* _EXERCISE OBJECTIVE_: Copy the data from the line with "Give the mask of every instance of the poppy" through the end, both ends included, and scale every coordinate in the answers by 1.25, rounding to whole numbers with halves rounded up. Leave the requests unchanged.

* _EXTRACTED MATERIAL_:
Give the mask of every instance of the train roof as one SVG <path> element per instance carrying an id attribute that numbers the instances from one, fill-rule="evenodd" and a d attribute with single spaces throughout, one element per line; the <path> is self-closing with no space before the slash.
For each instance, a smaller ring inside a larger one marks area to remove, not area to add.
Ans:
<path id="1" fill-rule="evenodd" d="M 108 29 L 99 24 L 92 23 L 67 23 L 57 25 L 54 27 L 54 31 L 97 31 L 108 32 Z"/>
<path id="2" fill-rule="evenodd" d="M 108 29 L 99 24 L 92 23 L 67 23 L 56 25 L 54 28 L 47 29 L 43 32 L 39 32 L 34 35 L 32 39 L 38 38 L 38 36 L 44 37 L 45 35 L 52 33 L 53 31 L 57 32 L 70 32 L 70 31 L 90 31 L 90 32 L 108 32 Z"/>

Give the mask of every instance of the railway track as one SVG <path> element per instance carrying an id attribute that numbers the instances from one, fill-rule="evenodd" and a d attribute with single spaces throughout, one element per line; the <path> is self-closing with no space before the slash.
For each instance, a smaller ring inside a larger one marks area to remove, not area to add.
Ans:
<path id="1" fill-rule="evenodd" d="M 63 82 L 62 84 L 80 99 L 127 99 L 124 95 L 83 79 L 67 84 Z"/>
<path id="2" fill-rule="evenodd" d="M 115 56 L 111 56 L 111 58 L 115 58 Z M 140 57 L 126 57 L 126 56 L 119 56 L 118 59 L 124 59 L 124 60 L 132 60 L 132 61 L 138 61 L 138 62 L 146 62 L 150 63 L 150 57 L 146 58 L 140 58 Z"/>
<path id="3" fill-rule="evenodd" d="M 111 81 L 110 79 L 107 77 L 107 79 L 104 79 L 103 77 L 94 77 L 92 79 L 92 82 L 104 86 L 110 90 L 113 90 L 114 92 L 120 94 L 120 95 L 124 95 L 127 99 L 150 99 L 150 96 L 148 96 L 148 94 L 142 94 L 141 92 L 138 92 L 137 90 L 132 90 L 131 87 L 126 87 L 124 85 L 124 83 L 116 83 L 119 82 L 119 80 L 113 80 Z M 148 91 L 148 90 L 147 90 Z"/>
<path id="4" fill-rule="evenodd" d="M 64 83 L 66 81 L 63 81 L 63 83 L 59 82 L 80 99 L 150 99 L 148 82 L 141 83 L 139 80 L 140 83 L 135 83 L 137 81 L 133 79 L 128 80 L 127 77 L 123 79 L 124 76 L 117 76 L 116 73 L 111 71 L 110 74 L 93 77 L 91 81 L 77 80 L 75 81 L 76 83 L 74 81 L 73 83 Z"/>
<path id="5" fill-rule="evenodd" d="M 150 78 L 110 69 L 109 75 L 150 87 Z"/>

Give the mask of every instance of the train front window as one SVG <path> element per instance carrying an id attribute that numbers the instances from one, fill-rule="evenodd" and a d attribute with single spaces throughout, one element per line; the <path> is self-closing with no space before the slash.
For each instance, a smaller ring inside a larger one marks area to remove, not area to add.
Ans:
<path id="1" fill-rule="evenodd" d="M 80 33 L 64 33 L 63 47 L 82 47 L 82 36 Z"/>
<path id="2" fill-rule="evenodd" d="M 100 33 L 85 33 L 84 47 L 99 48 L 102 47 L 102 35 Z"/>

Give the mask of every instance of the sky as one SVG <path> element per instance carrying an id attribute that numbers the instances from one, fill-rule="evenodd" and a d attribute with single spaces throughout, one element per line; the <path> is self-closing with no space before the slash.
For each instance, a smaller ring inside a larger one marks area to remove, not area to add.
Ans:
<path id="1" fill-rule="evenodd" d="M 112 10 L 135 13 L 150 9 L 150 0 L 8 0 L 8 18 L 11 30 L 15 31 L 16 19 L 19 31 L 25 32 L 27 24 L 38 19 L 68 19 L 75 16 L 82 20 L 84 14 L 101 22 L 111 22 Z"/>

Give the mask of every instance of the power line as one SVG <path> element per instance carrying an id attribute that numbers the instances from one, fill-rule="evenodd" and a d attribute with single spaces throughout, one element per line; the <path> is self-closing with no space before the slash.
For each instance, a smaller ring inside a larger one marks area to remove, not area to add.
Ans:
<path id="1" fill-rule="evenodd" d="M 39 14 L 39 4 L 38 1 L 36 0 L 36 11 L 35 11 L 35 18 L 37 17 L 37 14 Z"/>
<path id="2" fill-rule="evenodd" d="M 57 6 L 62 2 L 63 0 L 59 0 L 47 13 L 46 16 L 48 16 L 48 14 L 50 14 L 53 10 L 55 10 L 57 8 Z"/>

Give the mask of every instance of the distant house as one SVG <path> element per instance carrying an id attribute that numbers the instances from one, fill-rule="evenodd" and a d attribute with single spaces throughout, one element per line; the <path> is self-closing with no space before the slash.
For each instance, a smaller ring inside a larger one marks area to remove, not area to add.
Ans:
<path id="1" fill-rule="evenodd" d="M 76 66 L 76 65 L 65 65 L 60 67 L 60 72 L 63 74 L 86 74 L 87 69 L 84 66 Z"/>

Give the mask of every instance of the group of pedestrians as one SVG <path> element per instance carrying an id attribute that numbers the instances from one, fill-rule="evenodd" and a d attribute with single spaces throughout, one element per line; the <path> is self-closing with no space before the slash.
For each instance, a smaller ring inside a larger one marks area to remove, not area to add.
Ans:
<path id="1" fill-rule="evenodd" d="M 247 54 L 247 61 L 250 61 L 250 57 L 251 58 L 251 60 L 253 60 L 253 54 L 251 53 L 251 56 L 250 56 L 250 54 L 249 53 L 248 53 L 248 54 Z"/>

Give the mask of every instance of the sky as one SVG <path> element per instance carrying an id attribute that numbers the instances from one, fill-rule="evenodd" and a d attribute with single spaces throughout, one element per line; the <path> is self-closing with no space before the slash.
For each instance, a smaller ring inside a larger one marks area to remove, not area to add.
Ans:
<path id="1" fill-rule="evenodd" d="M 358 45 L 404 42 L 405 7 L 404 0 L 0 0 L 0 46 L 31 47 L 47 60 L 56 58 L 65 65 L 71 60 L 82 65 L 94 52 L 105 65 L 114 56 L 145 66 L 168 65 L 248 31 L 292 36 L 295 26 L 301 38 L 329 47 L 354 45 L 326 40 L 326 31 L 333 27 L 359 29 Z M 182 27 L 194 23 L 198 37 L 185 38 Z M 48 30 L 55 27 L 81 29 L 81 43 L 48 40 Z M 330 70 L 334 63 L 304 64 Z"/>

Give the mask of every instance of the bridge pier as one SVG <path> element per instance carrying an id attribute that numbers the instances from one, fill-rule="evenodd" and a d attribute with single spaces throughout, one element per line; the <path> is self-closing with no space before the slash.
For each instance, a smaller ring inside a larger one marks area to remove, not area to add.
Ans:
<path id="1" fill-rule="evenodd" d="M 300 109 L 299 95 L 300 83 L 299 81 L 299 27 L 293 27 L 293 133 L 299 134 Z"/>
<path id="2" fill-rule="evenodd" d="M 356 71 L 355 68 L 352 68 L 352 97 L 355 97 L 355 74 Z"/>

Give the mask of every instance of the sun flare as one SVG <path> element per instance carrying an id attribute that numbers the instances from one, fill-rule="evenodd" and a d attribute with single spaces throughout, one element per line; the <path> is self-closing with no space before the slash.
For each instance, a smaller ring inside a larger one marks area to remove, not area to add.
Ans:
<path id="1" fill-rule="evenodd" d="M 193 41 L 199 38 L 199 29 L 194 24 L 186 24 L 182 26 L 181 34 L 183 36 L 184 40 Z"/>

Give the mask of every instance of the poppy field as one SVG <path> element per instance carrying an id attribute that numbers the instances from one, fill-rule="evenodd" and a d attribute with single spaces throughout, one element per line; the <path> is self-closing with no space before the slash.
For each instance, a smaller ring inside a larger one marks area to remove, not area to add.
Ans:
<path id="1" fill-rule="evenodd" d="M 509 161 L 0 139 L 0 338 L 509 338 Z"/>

* _RESPONSE TO THE EXERCISE_:
Give the mask of every instance of the poppy field as one SVG <path> element per instance carrying an id attribute that numbers the instances from one, fill-rule="evenodd" and a d attribute with single spaces throughout, one element per line; the <path> is self-closing with no space before the slash.
For each instance, a smaller ring inside a larger one marks area to remove, not area to add.
Ans:
<path id="1" fill-rule="evenodd" d="M 636 201 L 0 174 L 0 423 L 636 423 Z"/>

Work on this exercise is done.